Aim
Using the text about Chile's economy, state whether each statement agrees with it: (a) In the middle of the 20th Century, Venezuela was the wealthiest country in South America; (b) Salvador Allende nationalized industry and collectivized agriculture in the early 1980s; (c) the number of government opponents murdered is given as between 1,200 and 3,200. Answer yes or no for each, and quote the words of the text that decide it.

Extract provided
+ + + + + + +
The motto of the demonstrations is Chile despertó, or "Chile woke up." It might be better translated as "Chile got woke," since it seems to be an attempt to impose by general riot an anti-capitalist economic agenda.
The best explanation is a piece from a few years ago, during the administration of former president Michelle Bachelet, leader of Chile's Socialist Party, which asks, "Chile Is Thriving—So Why Is Socialism Rising?"
The background is a pretty familiar story repeated by many a pro-free-marketer. In the middle of the 20th Century, Chile was one of the poorest countries in South America, while Venezuela was the wealthiest. Today, those positions are reversed. The difference? Chile has one of the freest, most capitalist economies on the continent, while Venezuela has gone full socialist. Surely, there is a lesson to be learned there. So why isn't everyone learning it?
A big part of the problem is how Chile got to be so capitalist. Marian Tupy recounts the economic disaster caused when Chilean president Salvador Allende, a Castro-inspired socialist, nationalized industry and collectivized agriculture in the early 1970s. In response, Chile's military deposed Allende and imposed a dictatorship.
Today, the black and white images of a stern-looking General Augusto Pinochet, the leader of the military junta that ran Chile after Allende's demise, evoke the human rights abuses that ensued. Yet, it should be possible to separate the murder of between 1,200 and 3,200 of the government's opponents from the economic reforms that Pinochet undertook.
The former was inexcusable. The latter was beneficial in that it turned Chile into Latin America's richest country and, eventually, a full-fledged democracy.
Well, that's just the problem, isn't it? It is not entirely possible to separate Pinochet's dictatorship from its economic policies. We can do it intellectually, given that they were based on opposite principles: government control in politics versus the lifting of controls in economics. But there is always a price to be paid for imposing the "right" ideas by coercion—even for imposing non-coercion by coercion. So we shouldn't be surprised that over time, Pinochet's embrace of the free market has served to undermine and discredit it.
+ + + + + + +
Material provided
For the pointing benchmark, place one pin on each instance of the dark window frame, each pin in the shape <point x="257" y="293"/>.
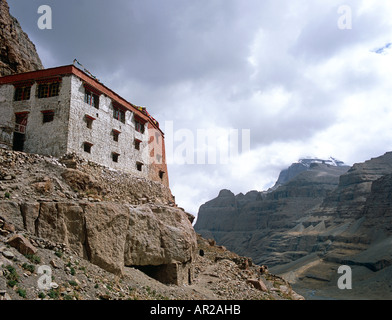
+ + + + + + +
Full answer
(a) Yes: "In the middle of the 20th Century, Chile was one of the poorest countries in South America, while Venezuela was the wealthiest."
(b) No: "nationalized industry and collectivized agriculture in the early 1970s"
(c) Yes: "the murder of between 1,200 and 3,200 of the government's opponents"